WRITTEN PROBLEM
Which lines in the records below contain the word "wheel"? Pull out each one.

A block of data:
------------
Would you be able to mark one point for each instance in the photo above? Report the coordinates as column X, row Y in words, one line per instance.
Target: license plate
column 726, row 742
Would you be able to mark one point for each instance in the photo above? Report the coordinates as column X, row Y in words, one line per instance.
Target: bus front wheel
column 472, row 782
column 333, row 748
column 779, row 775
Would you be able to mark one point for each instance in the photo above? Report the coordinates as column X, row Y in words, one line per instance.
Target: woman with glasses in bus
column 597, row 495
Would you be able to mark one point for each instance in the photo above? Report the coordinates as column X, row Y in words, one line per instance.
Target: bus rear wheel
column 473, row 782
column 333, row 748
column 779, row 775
------------
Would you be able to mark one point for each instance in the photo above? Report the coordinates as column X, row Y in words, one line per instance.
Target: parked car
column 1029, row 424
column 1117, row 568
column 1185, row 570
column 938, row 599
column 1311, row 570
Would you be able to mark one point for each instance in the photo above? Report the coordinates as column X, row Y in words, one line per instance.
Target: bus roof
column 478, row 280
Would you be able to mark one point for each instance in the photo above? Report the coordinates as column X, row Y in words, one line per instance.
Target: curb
------------
CORRECT OUTPUT
Target: bus front wheel
Target: bus rear wheel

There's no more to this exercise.